◆ **Exercise directions**
From the rows below, copy out in full each line that contains the word "blue".

◆ **Entries provided**
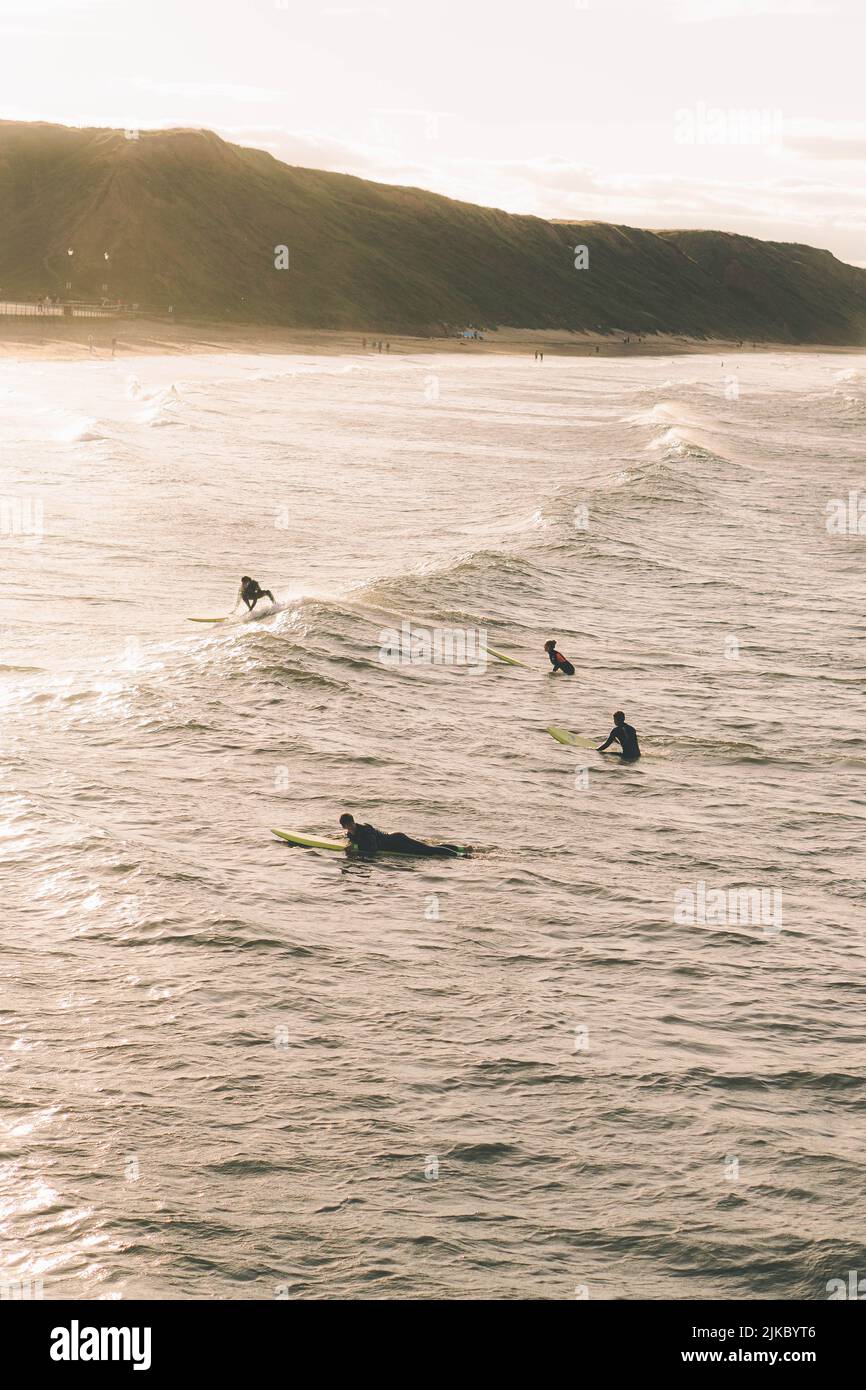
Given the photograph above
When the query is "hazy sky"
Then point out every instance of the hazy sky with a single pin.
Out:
(737, 114)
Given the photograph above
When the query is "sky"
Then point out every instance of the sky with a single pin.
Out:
(744, 116)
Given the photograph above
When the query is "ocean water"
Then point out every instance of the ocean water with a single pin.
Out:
(569, 1065)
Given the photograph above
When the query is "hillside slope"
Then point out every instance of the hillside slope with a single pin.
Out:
(192, 221)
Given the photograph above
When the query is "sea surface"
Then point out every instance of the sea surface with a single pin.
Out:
(572, 1065)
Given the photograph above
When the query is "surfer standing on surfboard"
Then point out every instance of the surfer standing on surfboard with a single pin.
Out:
(252, 591)
(367, 838)
(558, 660)
(624, 736)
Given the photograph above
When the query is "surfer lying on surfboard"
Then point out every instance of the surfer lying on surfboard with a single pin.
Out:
(624, 736)
(367, 838)
(252, 591)
(558, 660)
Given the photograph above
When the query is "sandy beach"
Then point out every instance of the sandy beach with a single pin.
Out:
(60, 339)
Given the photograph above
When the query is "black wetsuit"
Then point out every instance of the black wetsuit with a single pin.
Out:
(367, 838)
(252, 592)
(559, 663)
(627, 740)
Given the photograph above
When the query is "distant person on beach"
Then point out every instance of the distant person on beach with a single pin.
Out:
(252, 591)
(558, 660)
(624, 736)
(367, 838)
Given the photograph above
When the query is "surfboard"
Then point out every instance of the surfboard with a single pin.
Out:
(252, 616)
(293, 837)
(563, 736)
(509, 660)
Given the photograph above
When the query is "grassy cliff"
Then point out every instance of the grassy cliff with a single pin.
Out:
(192, 221)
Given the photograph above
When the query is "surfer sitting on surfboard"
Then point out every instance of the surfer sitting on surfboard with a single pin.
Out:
(624, 736)
(367, 838)
(252, 591)
(558, 660)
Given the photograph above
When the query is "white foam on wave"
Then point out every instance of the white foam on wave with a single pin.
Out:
(78, 430)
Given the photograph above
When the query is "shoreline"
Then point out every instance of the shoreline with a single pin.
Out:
(57, 341)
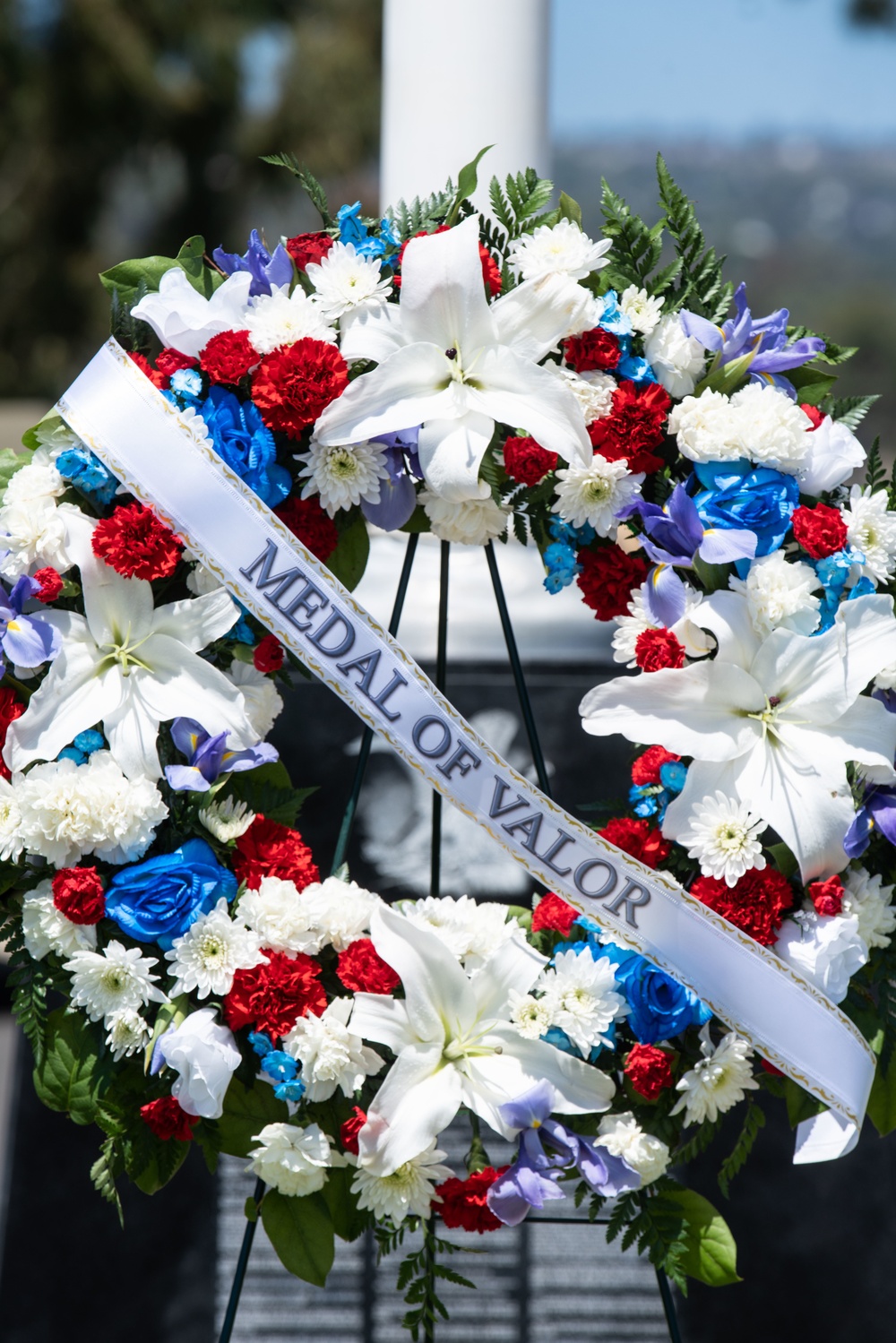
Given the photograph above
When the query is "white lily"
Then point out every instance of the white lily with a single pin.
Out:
(771, 723)
(131, 667)
(455, 1045)
(452, 363)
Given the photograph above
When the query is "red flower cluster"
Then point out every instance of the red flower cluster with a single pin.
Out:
(363, 970)
(634, 426)
(314, 528)
(78, 895)
(273, 997)
(228, 356)
(591, 349)
(293, 384)
(167, 1119)
(527, 462)
(649, 1071)
(659, 649)
(821, 529)
(463, 1201)
(634, 836)
(755, 904)
(607, 578)
(136, 544)
(554, 914)
(269, 849)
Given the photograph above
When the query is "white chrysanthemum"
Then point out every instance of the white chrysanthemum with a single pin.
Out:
(46, 928)
(290, 1159)
(642, 309)
(281, 319)
(409, 1192)
(595, 493)
(331, 1055)
(344, 281)
(210, 954)
(581, 995)
(676, 358)
(263, 704)
(868, 900)
(718, 1081)
(70, 810)
(465, 522)
(344, 474)
(871, 528)
(113, 981)
(562, 249)
(624, 1136)
(780, 594)
(721, 836)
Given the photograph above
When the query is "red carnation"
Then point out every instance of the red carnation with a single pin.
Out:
(591, 349)
(635, 837)
(269, 654)
(826, 896)
(269, 849)
(649, 1069)
(228, 356)
(168, 1120)
(554, 914)
(634, 426)
(136, 544)
(607, 578)
(463, 1201)
(314, 528)
(527, 462)
(77, 893)
(821, 529)
(306, 249)
(295, 384)
(363, 970)
(659, 649)
(755, 904)
(273, 997)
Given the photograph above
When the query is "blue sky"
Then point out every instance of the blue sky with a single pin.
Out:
(727, 70)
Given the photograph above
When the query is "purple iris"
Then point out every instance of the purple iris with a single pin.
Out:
(532, 1179)
(210, 758)
(764, 337)
(26, 640)
(265, 269)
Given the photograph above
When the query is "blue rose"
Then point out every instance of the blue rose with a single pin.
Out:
(737, 495)
(158, 900)
(245, 442)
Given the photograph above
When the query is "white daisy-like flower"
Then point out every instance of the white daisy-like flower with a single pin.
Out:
(780, 594)
(871, 528)
(624, 1136)
(595, 493)
(112, 981)
(331, 1055)
(560, 249)
(281, 319)
(718, 1081)
(210, 954)
(409, 1192)
(642, 309)
(290, 1159)
(346, 281)
(344, 474)
(581, 995)
(721, 836)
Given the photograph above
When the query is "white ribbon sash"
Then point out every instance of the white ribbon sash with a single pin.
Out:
(167, 463)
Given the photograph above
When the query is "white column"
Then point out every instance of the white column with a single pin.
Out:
(457, 75)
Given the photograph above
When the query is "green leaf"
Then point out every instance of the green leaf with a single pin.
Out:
(301, 1232)
(710, 1253)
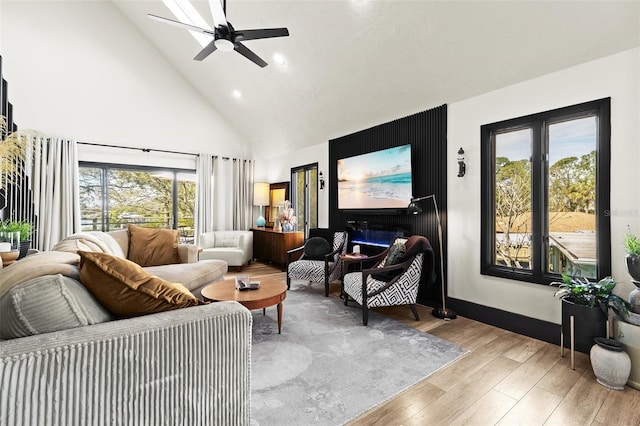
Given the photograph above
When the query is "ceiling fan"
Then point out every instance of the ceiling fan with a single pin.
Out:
(225, 37)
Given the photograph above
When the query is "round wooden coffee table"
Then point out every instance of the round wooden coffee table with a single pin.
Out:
(271, 292)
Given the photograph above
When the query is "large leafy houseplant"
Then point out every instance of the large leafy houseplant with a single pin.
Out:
(13, 149)
(585, 309)
(592, 294)
(632, 248)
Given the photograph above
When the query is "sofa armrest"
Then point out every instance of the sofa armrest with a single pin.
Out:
(175, 367)
(188, 253)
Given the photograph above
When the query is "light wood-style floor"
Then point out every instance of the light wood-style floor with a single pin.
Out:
(505, 379)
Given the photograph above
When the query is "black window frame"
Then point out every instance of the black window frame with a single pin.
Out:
(539, 174)
(105, 167)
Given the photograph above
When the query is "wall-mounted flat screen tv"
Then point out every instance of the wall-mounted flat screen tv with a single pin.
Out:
(376, 180)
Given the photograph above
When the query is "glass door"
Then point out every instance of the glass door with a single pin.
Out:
(304, 196)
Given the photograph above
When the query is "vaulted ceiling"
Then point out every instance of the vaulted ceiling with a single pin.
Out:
(351, 64)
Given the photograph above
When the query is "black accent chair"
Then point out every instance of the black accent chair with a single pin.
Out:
(318, 261)
(395, 278)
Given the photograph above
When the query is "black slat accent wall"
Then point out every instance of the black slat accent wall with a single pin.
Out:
(427, 133)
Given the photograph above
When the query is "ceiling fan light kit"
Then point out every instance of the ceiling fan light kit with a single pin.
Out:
(225, 37)
(223, 45)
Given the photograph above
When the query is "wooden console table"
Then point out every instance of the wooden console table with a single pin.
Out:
(272, 245)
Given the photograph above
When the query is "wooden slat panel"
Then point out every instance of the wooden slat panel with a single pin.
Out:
(427, 133)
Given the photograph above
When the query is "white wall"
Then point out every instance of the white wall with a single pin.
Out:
(614, 76)
(278, 169)
(80, 70)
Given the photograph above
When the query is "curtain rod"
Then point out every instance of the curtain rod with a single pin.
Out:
(139, 149)
(157, 150)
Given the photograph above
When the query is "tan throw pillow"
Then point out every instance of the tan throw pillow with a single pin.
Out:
(153, 246)
(126, 290)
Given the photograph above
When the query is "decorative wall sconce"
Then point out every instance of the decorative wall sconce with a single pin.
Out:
(462, 168)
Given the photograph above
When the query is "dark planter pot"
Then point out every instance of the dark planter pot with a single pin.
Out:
(589, 323)
(633, 266)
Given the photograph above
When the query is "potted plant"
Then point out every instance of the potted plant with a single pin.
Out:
(18, 234)
(632, 248)
(589, 303)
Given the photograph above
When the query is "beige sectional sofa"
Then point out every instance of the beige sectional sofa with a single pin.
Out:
(183, 366)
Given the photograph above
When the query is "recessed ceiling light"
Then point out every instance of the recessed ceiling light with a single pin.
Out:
(279, 59)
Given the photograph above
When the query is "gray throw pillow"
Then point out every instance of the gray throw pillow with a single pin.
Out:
(396, 252)
(316, 248)
(48, 303)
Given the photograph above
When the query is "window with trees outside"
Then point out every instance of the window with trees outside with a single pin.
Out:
(114, 196)
(545, 195)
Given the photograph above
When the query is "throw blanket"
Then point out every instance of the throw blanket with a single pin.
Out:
(36, 265)
(90, 241)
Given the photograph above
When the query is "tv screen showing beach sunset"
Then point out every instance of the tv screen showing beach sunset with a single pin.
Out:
(376, 180)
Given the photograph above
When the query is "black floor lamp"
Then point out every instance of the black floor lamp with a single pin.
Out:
(413, 208)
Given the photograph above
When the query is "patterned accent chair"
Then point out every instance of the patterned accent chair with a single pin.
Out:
(314, 270)
(394, 279)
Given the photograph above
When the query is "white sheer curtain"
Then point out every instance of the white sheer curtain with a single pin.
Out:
(243, 179)
(224, 194)
(54, 185)
(204, 195)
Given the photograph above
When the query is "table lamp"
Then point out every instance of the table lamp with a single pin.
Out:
(260, 198)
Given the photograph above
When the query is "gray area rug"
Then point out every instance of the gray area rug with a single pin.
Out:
(326, 368)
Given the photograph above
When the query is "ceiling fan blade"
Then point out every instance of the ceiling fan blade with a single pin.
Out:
(241, 35)
(181, 24)
(244, 51)
(217, 12)
(208, 50)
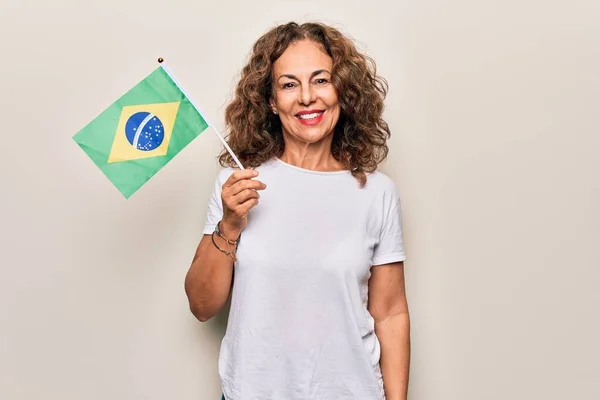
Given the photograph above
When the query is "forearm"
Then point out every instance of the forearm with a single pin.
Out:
(208, 281)
(394, 336)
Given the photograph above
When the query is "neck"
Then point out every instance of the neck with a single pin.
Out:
(315, 157)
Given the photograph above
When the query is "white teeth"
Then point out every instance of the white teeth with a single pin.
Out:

◆ **Exercise answer**
When the query is "blue sky"
Then point out every instance of the blue sky with a single pin.
When the query is "blue rose"
Then point out every instance of the blue rose with a single pin.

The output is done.